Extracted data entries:

*** Begin section ***

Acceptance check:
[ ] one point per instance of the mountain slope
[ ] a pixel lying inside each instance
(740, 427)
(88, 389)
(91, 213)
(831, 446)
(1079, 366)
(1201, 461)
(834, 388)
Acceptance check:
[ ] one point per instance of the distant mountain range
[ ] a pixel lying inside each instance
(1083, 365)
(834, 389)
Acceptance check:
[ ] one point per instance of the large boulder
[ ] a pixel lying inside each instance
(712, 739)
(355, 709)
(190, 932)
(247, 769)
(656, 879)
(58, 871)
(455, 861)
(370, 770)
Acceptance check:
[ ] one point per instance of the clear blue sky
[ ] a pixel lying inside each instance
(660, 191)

*** End section ***

# [EXERCISE]
Repeat, without change, each line of the data above from the one that contains "[ ] one point per instance of the clear" through the final line, counting both.

# [RESPONSE TO THE EXERCISE]
[ ] one point per instance of the clear blue sky
[ ] a pixel lying inside each instance
(660, 191)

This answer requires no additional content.